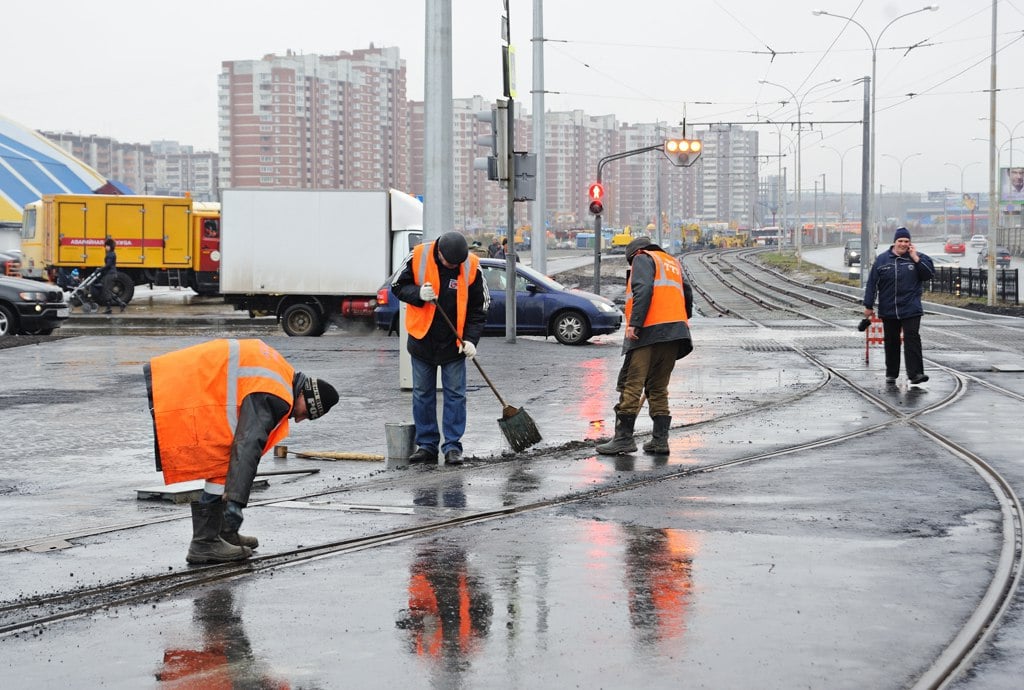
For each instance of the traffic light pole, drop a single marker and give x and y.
(597, 217)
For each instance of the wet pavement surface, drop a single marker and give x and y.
(848, 565)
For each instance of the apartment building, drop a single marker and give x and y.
(314, 121)
(157, 168)
(728, 170)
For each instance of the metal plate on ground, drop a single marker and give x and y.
(183, 491)
(44, 547)
(353, 508)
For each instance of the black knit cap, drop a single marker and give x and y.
(320, 396)
(635, 246)
(454, 247)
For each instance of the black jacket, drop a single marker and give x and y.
(438, 346)
(898, 284)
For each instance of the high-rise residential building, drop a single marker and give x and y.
(166, 168)
(728, 175)
(130, 164)
(177, 169)
(314, 121)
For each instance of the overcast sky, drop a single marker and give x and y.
(139, 71)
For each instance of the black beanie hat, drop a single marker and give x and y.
(454, 247)
(320, 396)
(643, 242)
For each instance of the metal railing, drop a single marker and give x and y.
(974, 283)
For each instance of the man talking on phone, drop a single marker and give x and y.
(896, 282)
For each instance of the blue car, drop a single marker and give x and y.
(544, 307)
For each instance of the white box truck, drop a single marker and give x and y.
(312, 257)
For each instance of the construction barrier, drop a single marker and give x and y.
(875, 335)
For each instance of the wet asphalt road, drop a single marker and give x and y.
(846, 566)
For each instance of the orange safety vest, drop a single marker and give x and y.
(197, 394)
(668, 301)
(418, 319)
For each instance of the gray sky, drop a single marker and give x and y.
(140, 71)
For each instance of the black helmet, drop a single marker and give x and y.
(453, 247)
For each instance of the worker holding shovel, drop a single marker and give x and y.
(217, 407)
(441, 278)
(658, 304)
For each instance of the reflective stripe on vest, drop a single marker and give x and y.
(419, 318)
(668, 301)
(197, 393)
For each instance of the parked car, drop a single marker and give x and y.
(851, 253)
(30, 307)
(1001, 258)
(955, 246)
(544, 307)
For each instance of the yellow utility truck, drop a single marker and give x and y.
(160, 240)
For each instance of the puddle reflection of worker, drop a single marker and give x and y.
(446, 494)
(450, 608)
(225, 659)
(521, 480)
(658, 579)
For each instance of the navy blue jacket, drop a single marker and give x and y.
(897, 283)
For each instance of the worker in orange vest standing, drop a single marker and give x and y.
(217, 407)
(658, 305)
(441, 275)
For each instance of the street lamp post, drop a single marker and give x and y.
(962, 169)
(901, 162)
(875, 49)
(799, 227)
(842, 199)
(1012, 131)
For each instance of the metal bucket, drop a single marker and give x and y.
(400, 443)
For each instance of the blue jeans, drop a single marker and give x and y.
(425, 403)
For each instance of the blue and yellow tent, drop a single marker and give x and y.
(32, 166)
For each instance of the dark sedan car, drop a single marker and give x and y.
(30, 307)
(544, 307)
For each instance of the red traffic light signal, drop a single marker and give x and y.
(596, 196)
(683, 152)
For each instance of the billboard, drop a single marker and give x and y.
(1012, 184)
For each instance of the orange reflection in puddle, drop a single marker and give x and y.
(593, 384)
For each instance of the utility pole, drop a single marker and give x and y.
(539, 235)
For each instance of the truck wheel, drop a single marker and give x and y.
(571, 328)
(119, 285)
(302, 319)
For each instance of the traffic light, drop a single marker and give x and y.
(596, 196)
(496, 163)
(683, 153)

::::

HOW TO COMPLETE THIS TASK: Please repeat every line of the material above exactly and without its pictures.

ANSWER:
For each instance of the traffic light pole, drop a single marker and give x and y.
(597, 217)
For each instance of the wet pavement surface, drop a single marker and give x and y.
(848, 565)
For each instance of the apartment building, drop a single marker and give x and y.
(314, 121)
(157, 168)
(728, 170)
For each instance of the metal plate on ground, drop a single marker and give x and y.
(183, 491)
(44, 547)
(353, 508)
For each instance of the black knit cap, drop a single marker and give x and y.
(320, 396)
(635, 246)
(454, 247)
For each instance of the black jacket, drop a single marker and give x and y.
(438, 346)
(898, 284)
For each instance of the high-rise residential building, drop a single marker and give x and y.
(166, 168)
(728, 175)
(130, 164)
(177, 169)
(314, 121)
For each instance of the overcast sky, drop a single marker and give x and y.
(139, 71)
For each instance of the black beanie hat, drop a single marker and give x and y.
(454, 247)
(320, 396)
(643, 242)
For each instance of the metal railing, drop a single marker and give x and y.
(974, 283)
For each instance of the man talking on phone, drop a single marker and give x and y.
(896, 282)
For each instance of the blue car, drop a single marker and give x and y.
(544, 307)
For each instance of the white box truck, drop a single marker and give x and y.
(312, 257)
For each instance of the construction barrier, drop a single marker and give x and y.
(875, 335)
For each instance of the wet asphalt road, drop a single marker and give x and y.
(846, 566)
For each instance of the orange safety vest, drop a single marker and give x and y.
(197, 394)
(668, 301)
(418, 319)
For each instance of the gray sky, drop a single marker and give x and y.
(140, 71)
For each instance of the black helmet, drop a single marker and give x and y.
(453, 247)
For each instance of the worker holding shovel, drop a single marker and give x and y.
(217, 407)
(441, 278)
(658, 304)
For each instance of the reflective stripe on vest, drop a single marker and give x and y.
(419, 318)
(668, 301)
(197, 393)
For each instance of the parked car, drop a single marker and give x and y.
(851, 253)
(30, 307)
(1001, 258)
(955, 246)
(544, 307)
For each instance of the yellow utility truck, drop a single marker and give x and y.
(160, 240)
For each instance of the puddle reflection of worker, drop a single marker and give x and y.
(446, 494)
(450, 608)
(225, 659)
(521, 480)
(658, 579)
For each instance of the navy blue jacket, drop a single marker and give x and y.
(897, 283)
For each instance of the worker in orange vest standing, drop a single marker and give x and y.
(217, 407)
(658, 305)
(441, 275)
For each instance of the street lamp post, drop a single marker and give x and y.
(962, 169)
(901, 162)
(875, 49)
(799, 227)
(842, 199)
(1012, 131)
For each instance of the metal bucket, drop a single marker and give x and y.
(400, 443)
For each instance of the blue jeans, drop a single marker and give x and y.
(425, 403)
For each instance of the blue and yellow tent, drop a single marker and give x and y.
(32, 166)
For each instance of the dark sedan car, drop a single marker and give x and y.
(30, 307)
(544, 307)
For each instance of the red traffic light signal, drop a single marker and give x and y.
(596, 196)
(683, 152)
For each instance of the billboard, drop a single marker and give x and y.
(1012, 184)
For each instance of the orange reflection in puddle, drop a single marker and give x and y.
(593, 384)
For each instance of the utility pole, drop a single marker and give x and y.
(539, 235)
For each instance of the truck wheel, drop a single marker and give x and y.
(571, 328)
(119, 285)
(302, 319)
For each instance of the traffic light, drop a single marker and give x and y.
(596, 196)
(496, 163)
(683, 153)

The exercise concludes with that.